• YOUR TASK:
In the records below, begin at the line that has "Target: green grass pitch" and stop after the line that has "Target: blurred spectator"; quote those lines verbatim and nothing more.

Segment Start: DATA UNDER STUDY

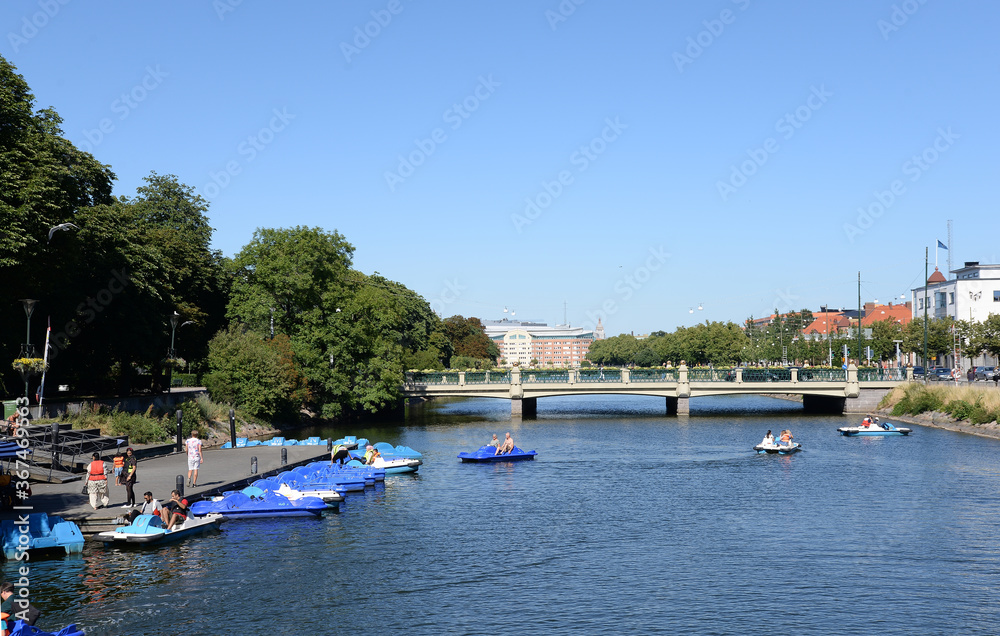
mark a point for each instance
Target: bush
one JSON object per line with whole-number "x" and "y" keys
{"x": 139, "y": 428}
{"x": 960, "y": 409}
{"x": 253, "y": 373}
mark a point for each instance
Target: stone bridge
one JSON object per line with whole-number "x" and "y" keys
{"x": 849, "y": 390}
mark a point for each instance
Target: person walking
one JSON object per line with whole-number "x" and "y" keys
{"x": 97, "y": 483}
{"x": 195, "y": 457}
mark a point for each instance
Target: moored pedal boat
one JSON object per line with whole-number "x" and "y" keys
{"x": 254, "y": 502}
{"x": 40, "y": 535}
{"x": 150, "y": 529}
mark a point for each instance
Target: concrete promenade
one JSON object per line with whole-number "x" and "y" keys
{"x": 223, "y": 469}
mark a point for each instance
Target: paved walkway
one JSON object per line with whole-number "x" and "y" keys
{"x": 223, "y": 469}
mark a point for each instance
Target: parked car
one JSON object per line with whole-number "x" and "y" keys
{"x": 940, "y": 374}
{"x": 985, "y": 373}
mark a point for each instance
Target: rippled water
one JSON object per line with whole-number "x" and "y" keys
{"x": 628, "y": 522}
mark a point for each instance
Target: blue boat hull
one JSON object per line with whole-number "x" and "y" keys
{"x": 43, "y": 535}
{"x": 241, "y": 505}
{"x": 486, "y": 454}
{"x": 148, "y": 530}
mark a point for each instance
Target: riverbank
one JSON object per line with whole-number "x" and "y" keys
{"x": 963, "y": 408}
{"x": 222, "y": 470}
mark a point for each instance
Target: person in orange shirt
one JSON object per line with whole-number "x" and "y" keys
{"x": 97, "y": 483}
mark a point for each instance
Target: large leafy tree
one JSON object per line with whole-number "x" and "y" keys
{"x": 350, "y": 333}
{"x": 255, "y": 374}
{"x": 468, "y": 338}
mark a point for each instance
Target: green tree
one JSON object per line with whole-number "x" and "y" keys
{"x": 351, "y": 333}
{"x": 254, "y": 374}
{"x": 468, "y": 338}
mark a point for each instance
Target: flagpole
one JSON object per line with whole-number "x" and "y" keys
{"x": 45, "y": 363}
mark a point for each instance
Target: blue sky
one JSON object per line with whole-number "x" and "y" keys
{"x": 628, "y": 161}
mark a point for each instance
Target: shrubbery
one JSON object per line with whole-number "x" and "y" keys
{"x": 968, "y": 404}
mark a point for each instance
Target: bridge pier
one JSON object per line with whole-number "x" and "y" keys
{"x": 678, "y": 406}
{"x": 524, "y": 407}
{"x": 823, "y": 404}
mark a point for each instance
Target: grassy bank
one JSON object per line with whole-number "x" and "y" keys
{"x": 974, "y": 404}
{"x": 154, "y": 425}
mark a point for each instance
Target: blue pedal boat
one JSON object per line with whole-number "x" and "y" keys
{"x": 486, "y": 454}
{"x": 388, "y": 451}
{"x": 253, "y": 502}
{"x": 874, "y": 430}
{"x": 149, "y": 530}
{"x": 23, "y": 629}
{"x": 42, "y": 535}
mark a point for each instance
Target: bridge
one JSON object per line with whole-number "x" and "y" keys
{"x": 849, "y": 390}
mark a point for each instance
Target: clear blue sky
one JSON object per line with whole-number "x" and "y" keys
{"x": 678, "y": 154}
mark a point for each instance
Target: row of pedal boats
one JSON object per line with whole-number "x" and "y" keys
{"x": 866, "y": 429}
{"x": 304, "y": 491}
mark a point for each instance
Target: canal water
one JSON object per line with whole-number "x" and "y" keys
{"x": 628, "y": 522}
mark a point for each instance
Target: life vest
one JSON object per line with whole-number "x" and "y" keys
{"x": 96, "y": 471}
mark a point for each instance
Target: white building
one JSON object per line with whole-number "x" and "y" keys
{"x": 520, "y": 342}
{"x": 973, "y": 295}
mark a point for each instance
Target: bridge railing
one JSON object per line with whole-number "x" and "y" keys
{"x": 653, "y": 375}
{"x": 893, "y": 374}
{"x": 711, "y": 375}
{"x": 600, "y": 375}
{"x": 534, "y": 377}
{"x": 420, "y": 377}
{"x": 813, "y": 374}
{"x": 487, "y": 377}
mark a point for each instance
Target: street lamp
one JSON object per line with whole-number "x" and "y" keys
{"x": 172, "y": 354}
{"x": 173, "y": 331}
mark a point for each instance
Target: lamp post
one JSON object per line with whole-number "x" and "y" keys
{"x": 29, "y": 308}
{"x": 174, "y": 319}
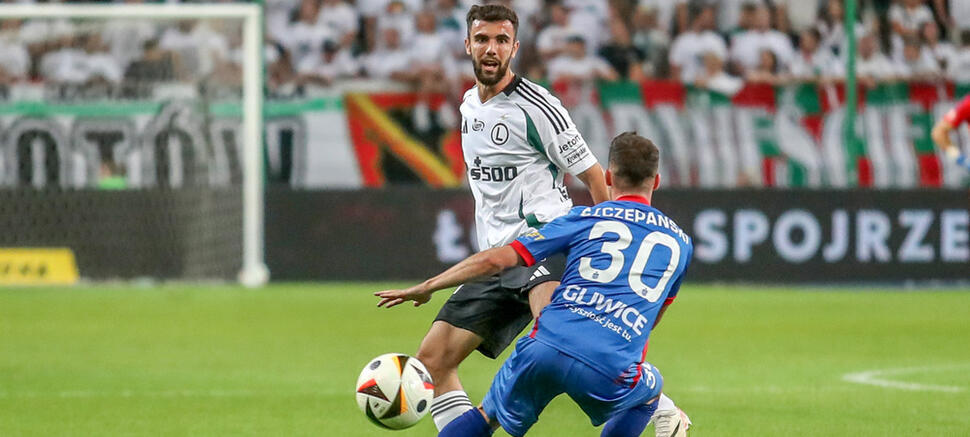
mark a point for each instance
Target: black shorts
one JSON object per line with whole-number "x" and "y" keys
{"x": 497, "y": 309}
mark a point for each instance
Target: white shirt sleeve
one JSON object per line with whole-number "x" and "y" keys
{"x": 560, "y": 139}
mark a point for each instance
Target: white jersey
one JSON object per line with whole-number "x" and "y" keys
{"x": 517, "y": 148}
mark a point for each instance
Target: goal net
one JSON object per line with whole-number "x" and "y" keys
{"x": 131, "y": 136}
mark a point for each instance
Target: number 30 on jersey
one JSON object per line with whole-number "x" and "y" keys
{"x": 617, "y": 260}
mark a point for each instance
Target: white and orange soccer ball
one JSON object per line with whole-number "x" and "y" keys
{"x": 394, "y": 391}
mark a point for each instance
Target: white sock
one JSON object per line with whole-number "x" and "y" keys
{"x": 448, "y": 407}
{"x": 665, "y": 403}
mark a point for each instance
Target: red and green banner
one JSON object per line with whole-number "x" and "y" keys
{"x": 762, "y": 136}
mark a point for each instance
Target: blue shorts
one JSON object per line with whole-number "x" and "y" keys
{"x": 536, "y": 373}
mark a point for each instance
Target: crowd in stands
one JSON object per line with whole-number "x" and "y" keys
{"x": 710, "y": 43}
{"x": 718, "y": 44}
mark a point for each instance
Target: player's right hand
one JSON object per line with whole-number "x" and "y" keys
{"x": 391, "y": 298}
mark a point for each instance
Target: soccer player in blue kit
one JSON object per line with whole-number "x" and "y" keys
{"x": 624, "y": 264}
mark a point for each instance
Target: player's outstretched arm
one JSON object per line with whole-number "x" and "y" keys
{"x": 482, "y": 264}
{"x": 595, "y": 182}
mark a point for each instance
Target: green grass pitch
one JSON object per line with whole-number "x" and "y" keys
{"x": 186, "y": 360}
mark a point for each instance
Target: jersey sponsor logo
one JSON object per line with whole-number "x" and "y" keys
{"x": 576, "y": 156}
{"x": 500, "y": 134}
{"x": 565, "y": 147}
{"x": 611, "y": 314}
{"x": 492, "y": 174}
{"x": 534, "y": 235}
{"x": 540, "y": 272}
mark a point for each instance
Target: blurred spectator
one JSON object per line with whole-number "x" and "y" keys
{"x": 958, "y": 69}
{"x": 100, "y": 65}
{"x": 620, "y": 53}
{"x": 687, "y": 49}
{"x": 304, "y": 38}
{"x": 451, "y": 25}
{"x": 333, "y": 62}
{"x": 399, "y": 17}
{"x": 650, "y": 41}
{"x": 767, "y": 71}
{"x": 432, "y": 65}
{"x": 42, "y": 36}
{"x": 747, "y": 47}
{"x": 813, "y": 62}
{"x": 832, "y": 28}
{"x": 278, "y": 14}
{"x": 872, "y": 66}
{"x": 671, "y": 15}
{"x": 735, "y": 14}
{"x": 551, "y": 40}
{"x": 198, "y": 47}
{"x": 905, "y": 20}
{"x": 956, "y": 17}
{"x": 588, "y": 18}
{"x": 65, "y": 63}
{"x": 126, "y": 37}
{"x": 279, "y": 68}
{"x": 342, "y": 19}
{"x": 155, "y": 65}
{"x": 576, "y": 66}
{"x": 713, "y": 77}
{"x": 14, "y": 59}
{"x": 941, "y": 51}
{"x": 917, "y": 63}
{"x": 391, "y": 60}
{"x": 795, "y": 16}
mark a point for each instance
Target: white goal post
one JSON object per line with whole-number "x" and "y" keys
{"x": 254, "y": 271}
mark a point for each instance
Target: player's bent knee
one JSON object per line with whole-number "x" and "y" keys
{"x": 445, "y": 347}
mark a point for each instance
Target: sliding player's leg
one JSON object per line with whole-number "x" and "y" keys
{"x": 525, "y": 384}
{"x": 626, "y": 406}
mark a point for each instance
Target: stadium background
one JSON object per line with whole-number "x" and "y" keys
{"x": 364, "y": 180}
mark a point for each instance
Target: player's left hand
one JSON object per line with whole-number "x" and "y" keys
{"x": 391, "y": 298}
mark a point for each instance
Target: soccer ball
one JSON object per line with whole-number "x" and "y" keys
{"x": 394, "y": 391}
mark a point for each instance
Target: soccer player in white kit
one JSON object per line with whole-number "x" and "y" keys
{"x": 518, "y": 144}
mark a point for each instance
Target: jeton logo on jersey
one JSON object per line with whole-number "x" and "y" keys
{"x": 500, "y": 134}
{"x": 564, "y": 147}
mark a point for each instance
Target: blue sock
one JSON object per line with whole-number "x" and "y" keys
{"x": 469, "y": 424}
{"x": 630, "y": 423}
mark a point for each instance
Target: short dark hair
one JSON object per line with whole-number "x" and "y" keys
{"x": 633, "y": 159}
{"x": 492, "y": 13}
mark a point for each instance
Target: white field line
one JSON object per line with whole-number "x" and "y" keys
{"x": 880, "y": 378}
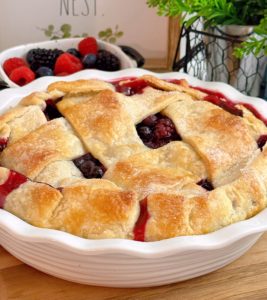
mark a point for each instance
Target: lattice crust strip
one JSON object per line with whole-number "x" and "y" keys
{"x": 212, "y": 177}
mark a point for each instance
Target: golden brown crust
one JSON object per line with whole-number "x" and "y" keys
{"x": 50, "y": 142}
{"x": 79, "y": 86}
{"x": 33, "y": 202}
{"x": 93, "y": 211}
{"x": 174, "y": 215}
{"x": 171, "y": 167}
{"x": 19, "y": 121}
{"x": 216, "y": 145}
{"x": 105, "y": 127}
{"x": 221, "y": 139}
{"x": 168, "y": 86}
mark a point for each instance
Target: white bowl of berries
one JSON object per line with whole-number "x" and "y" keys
{"x": 23, "y": 64}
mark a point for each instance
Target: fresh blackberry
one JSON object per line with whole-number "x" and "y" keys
{"x": 89, "y": 166}
{"x": 38, "y": 57}
{"x": 106, "y": 61}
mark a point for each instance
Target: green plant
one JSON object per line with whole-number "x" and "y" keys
{"x": 221, "y": 12}
{"x": 254, "y": 44}
{"x": 109, "y": 35}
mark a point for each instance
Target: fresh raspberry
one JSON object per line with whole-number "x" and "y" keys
{"x": 22, "y": 75}
{"x": 13, "y": 63}
{"x": 88, "y": 45}
{"x": 67, "y": 64}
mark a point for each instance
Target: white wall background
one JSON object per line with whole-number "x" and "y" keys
{"x": 20, "y": 21}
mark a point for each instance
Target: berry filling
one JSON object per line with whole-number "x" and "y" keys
{"x": 157, "y": 131}
{"x": 13, "y": 181}
{"x": 220, "y": 100}
{"x": 51, "y": 112}
{"x": 262, "y": 141}
{"x": 206, "y": 184}
{"x": 132, "y": 87}
{"x": 89, "y": 166}
{"x": 3, "y": 144}
{"x": 140, "y": 225}
{"x": 255, "y": 112}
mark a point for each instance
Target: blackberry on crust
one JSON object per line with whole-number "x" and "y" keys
{"x": 39, "y": 57}
{"x": 215, "y": 175}
{"x": 106, "y": 61}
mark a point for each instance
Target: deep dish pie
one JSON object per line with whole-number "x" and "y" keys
{"x": 138, "y": 158}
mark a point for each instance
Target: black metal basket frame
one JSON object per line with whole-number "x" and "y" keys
{"x": 194, "y": 45}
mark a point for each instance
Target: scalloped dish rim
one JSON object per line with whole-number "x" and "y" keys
{"x": 215, "y": 240}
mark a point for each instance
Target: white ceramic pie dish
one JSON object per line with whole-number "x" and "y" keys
{"x": 63, "y": 44}
{"x": 125, "y": 263}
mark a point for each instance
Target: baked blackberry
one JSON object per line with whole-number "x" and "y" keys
{"x": 38, "y": 57}
{"x": 106, "y": 61}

Segment End: DATA UNDER STUDY

• REPLY:
Target: green grass pitch
one JSON object per line with whole-number "x" and "y" keys
{"x": 186, "y": 360}
mark a point for each instance
Target: jersey sponsor logo
one JSON object per line with whole-number "x" and "y" keys
{"x": 576, "y": 156}
{"x": 500, "y": 134}
{"x": 565, "y": 147}
{"x": 611, "y": 314}
{"x": 492, "y": 174}
{"x": 534, "y": 235}
{"x": 540, "y": 272}
mark a point for each instance
Target: blurred spectator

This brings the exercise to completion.